Le Tour du monde des idées. En 1971, Richard Nixon déclarait dans une formule restée célèbre la victoire totale de ses théories. John Maynard Keynes a révolutionné la science économique en la réinsérant dans un système de pensée plus vaste. Mais 75 ans après la mort de son créateur, que reste-t-il du keynésianisme triomphant ?
En plein mois d’août 1971, et à la surprise générale, Richard Nixon annonçait que son pays abandonnait l’étalon-or. A un journaliste qui l'interrogeait, le président américain répondit : We are all Keynesians now !
Depuis la fin de la Deuxième Guerre mondiale, afin de stabiliser le cours des monnaies, il avait été décidé, à Bretton Woods, que toutes les devises du monde seraient évaluées en fonction de leur valeur en dollars. La monnaie américaine elle-même était censée être garantie par les énormes stocks d’or accumulées à Fort Knox, dans le Kentucky. Mais la guerre du Vietnam avait appauvri l'Amérique et Washington devait abandonner la convertibilité du dollar en or. On allait bientôt entrer - officiellement en mars 1973 - dans le système de changes flottants.
Pourquoi ce président républicain – donc de droite – annonçait-il sa conversion à une école de pensée économique, le keynésianisme, réputée fournir le soubassement intellectuel de tous les régimes sociaux-démocrates européens ?

★ ★ ★ ★ ★

Consignes:
[1] Répondez à ces questions sur l'extrait sur le keynésianisme :
(a) En quel mois et quelle année Richard Nixon annonça-t-il l'abandon de l'étalon-or ?
(b) Où étaient accumulés les stocks d'or censés garantir la monnaie américaine ?
(c) De quels régimes le keynésianisme était-il réputé fournir le soubassement intellectuel ?
[2] Recopiez, s'il vous plaît, tout ce qui va de "Le Tour du monde" jusqu'à "keynésianisme triomphant ?" dans l'extrait sur le keynésianisme.
Les enregistrements n'ont aucun lien avec l'extrait sur le keynésianisme.

★ ★ ★ ★ ★

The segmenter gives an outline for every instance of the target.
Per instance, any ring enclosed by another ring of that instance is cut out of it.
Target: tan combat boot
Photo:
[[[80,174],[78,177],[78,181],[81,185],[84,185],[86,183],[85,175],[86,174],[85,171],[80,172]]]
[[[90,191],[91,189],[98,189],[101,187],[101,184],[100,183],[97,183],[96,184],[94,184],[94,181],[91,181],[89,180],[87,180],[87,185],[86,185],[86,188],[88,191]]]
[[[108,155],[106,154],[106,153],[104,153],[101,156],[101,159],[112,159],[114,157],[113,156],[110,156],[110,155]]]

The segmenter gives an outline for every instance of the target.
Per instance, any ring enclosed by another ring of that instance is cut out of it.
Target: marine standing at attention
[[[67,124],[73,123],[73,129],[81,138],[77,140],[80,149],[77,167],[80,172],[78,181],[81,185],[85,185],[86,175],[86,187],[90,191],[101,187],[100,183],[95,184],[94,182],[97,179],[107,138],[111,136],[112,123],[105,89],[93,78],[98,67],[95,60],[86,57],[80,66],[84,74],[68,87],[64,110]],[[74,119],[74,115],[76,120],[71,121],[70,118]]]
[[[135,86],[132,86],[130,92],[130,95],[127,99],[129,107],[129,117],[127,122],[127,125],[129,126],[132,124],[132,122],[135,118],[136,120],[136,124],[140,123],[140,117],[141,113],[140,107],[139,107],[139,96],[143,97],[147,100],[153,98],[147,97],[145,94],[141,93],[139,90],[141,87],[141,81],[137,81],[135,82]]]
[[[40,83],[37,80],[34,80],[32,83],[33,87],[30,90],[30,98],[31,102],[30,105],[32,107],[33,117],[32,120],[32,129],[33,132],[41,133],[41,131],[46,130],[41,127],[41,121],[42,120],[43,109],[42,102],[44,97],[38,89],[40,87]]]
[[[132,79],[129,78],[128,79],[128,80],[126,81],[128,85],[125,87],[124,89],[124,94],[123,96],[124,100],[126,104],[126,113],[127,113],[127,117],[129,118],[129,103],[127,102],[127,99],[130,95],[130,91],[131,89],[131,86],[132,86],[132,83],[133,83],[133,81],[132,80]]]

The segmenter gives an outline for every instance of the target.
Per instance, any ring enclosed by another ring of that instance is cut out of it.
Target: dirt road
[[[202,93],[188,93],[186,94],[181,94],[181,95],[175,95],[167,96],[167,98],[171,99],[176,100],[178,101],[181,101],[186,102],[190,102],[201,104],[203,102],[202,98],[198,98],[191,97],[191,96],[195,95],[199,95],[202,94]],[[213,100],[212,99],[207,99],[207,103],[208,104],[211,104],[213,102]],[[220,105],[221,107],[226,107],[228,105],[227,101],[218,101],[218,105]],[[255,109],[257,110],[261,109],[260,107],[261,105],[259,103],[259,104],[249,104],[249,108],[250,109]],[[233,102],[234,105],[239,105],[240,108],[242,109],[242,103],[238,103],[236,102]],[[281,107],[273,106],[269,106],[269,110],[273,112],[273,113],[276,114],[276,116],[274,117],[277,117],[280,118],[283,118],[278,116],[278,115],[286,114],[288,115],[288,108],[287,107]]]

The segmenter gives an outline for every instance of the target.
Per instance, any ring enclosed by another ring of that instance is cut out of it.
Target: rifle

★ ★ ★ ★ ★

Réponses:
[1]
(a) En août 1971.
(b) À Fort Knox, dans le Kentucky.
(c) De tous les régimes sociaux-démocrates européens.

[2]
Le Tour du monde des idées. En 1971, Richard Nixon déclarait dans une formule restée célèbre la victoire totale de ses théories. John Maynard Keynes a révolutionné la science économique en la réinsérant dans un système de pensée plus vaste. Mais 75 ans après la mort de son créateur, que reste-t-il du keynésianisme triomphant ?